What to produce:
When you copy the material below, keep every line exact and leave each picture out.
═══ Provided records
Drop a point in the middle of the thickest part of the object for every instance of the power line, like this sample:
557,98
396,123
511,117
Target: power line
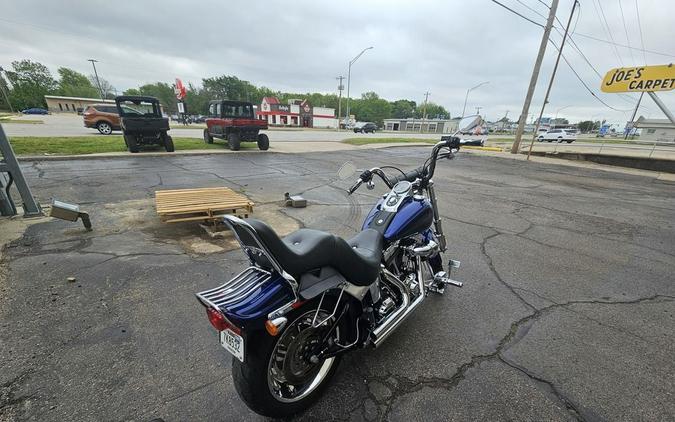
584,83
547,6
605,28
658,53
625,28
642,41
522,16
532,9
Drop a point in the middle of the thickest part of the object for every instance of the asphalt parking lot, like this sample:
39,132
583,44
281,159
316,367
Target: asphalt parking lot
567,313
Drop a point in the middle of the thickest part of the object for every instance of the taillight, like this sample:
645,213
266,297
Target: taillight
219,321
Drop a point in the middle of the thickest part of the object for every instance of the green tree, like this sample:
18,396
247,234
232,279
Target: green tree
371,108
132,91
163,92
31,81
196,100
109,91
75,84
587,126
231,88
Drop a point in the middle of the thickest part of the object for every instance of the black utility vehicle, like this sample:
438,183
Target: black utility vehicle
236,122
142,122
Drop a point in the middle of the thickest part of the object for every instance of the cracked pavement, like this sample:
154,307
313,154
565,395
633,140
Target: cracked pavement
567,311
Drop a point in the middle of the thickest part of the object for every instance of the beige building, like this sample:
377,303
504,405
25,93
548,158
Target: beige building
421,125
660,130
60,104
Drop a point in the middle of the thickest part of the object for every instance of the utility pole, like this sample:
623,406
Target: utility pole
550,83
340,88
426,100
93,63
349,78
424,111
4,93
535,75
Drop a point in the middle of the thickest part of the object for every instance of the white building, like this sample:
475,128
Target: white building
══════
Written answer:
Drop a point in the middle of the thickest part of the object for every instance of the power line, like this sample:
557,98
396,123
511,117
Target: power line
584,83
547,6
605,28
658,53
625,28
642,41
522,16
532,9
Drop a point in the middle of the thickest part of the object for every instance of the asphalt parking lot, like this sample:
39,132
583,44
281,159
316,367
Target: asphalt parking lot
567,313
Drop a point in the middle of the thickest part of the object for every instance of the taillight, like this sample:
645,213
266,297
Target: taillight
219,321
Drop a point in the middle of the thickest part of the object for every instance of the green tree, like this sample:
18,396
247,234
232,279
Target: green tree
371,108
132,91
163,92
31,81
196,100
109,91
75,84
587,126
231,88
Drop a point in the middle of the thickest part of the object for every instance of the black utility vehicle, like this sample:
438,183
Target: black utility vehicle
236,122
142,122
Drop a point in the middle of the thickest part of the object for every instance of the cracked pavement, like this sample:
154,307
313,154
565,395
633,140
Target: cracked pavement
567,311
Drop a point in the middle of the thickest part of the object for every instance of the beige building, like this sample:
377,303
504,405
25,93
548,158
Target: beige building
421,125
660,130
60,104
Drop a point in the middle of the thickest part of the object for every instance of the utility pole, like this sample:
623,406
Target: utility pole
550,83
340,88
426,100
93,63
349,78
424,111
4,93
535,75
Drop a point in the middle of the thickest part of the object for every instance of the white building, like this sample:
475,128
Target: white building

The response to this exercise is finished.